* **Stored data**
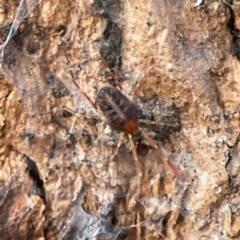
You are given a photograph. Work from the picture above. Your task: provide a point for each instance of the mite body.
(121, 113)
(122, 116)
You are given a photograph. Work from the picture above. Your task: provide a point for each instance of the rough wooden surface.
(58, 179)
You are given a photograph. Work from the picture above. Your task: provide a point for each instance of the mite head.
(131, 127)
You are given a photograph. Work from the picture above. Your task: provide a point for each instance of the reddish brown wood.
(121, 113)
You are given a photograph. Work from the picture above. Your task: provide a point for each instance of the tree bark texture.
(61, 176)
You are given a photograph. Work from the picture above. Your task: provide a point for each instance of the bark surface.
(60, 174)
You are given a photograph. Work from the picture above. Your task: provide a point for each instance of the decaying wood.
(179, 61)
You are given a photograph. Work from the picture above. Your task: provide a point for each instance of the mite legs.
(162, 155)
(139, 166)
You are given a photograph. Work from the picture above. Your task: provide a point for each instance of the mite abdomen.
(121, 113)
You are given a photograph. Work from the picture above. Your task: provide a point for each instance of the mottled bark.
(179, 63)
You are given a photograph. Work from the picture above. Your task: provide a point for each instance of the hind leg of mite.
(139, 166)
(164, 158)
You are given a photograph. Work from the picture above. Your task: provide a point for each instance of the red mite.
(122, 116)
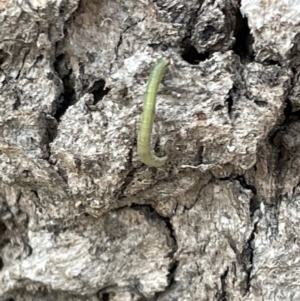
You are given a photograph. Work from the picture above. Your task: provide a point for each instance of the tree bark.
(82, 218)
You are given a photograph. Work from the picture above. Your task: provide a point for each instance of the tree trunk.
(82, 218)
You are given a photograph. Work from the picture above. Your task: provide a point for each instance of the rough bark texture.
(82, 218)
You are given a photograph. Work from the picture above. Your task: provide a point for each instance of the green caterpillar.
(144, 136)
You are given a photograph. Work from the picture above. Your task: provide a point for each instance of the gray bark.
(81, 218)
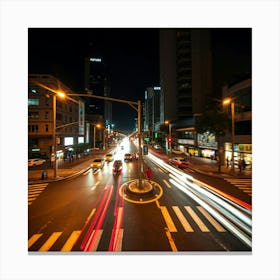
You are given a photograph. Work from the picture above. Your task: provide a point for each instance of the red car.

* **WRITTEN REQUEST**
Convert every line of the material above into a numbered list, omitting blank lines and excluding the pictures.

* **FINISHED ANSWER**
1. You are given a photograph. Work from the picture above. Your task: provide a point for each instance of the mite body.
2. (121, 113)
3. (122, 116)
4. You are given a photograph. Work from the picture above. Your task: provide a point for each instance of the rough wooden surface.
5. (58, 179)
6. You are given a photograph. Work from the picture above. Your task: provide a point for each instance of the mite head.
7. (131, 127)
8. You are given a photograph. Work from the picture above. Your task: provide a point for each instance of the reddish brown wood.
9. (121, 113)
10. You are given a photograph. Work from the picture above. Your task: provide a point for each instance of the tree bark texture.
11. (61, 176)
12. You are given a photograph. Work from the picture above. Your task: provide a point for each instance of the bark surface.
13. (60, 174)
14. You are given a photograph. Work from the picture above. Your task: provide a point for each instance of the decaying wood.
15. (179, 61)
16. You are given a photograph. Work from the picture above. Your task: provide a point for each instance of the mite legs.
17. (162, 155)
18. (139, 166)
19. You are given a photograph. Work from the picture above. Your task: provide a point for each instance of the mite abdomen.
20. (121, 113)
21. You are given a photograph. Work from the picture above. Your task: provide a point for each instance of the mottled bark.
22. (179, 63)
23. You are given a photograph. Work from the picture above. Your task: provide a point for each instance of the hind leg of mite.
24. (139, 166)
25. (164, 158)
26. You are given a photograph. Work from the picture above. Your task: provide a point for each instance of the red mite.
27. (122, 116)
28. You are given a photograph. Work from the picture above. Your task: provide a point for each instance of the tree bark.
29. (82, 218)
30. You are given a photograph. Work from the picture above. Your task: provide a point for each instance of the tree trunk.
31. (82, 218)
32. You are given a photograph. Work from the picture above. Your task: provide a point for each instance of the rough bark texture.
33. (82, 218)
34. You are given a photograph. Work from the picture above. Your task: provide a point for each instance of the green caterpillar.
35. (144, 136)
36. You are given a photograph. Work from the picture above. Your task: provide a point for each instance of the gray bark.
37. (81, 218)
38. You are given a photograph. Work from the picture above. Your task: provide a point for each instance of the red car.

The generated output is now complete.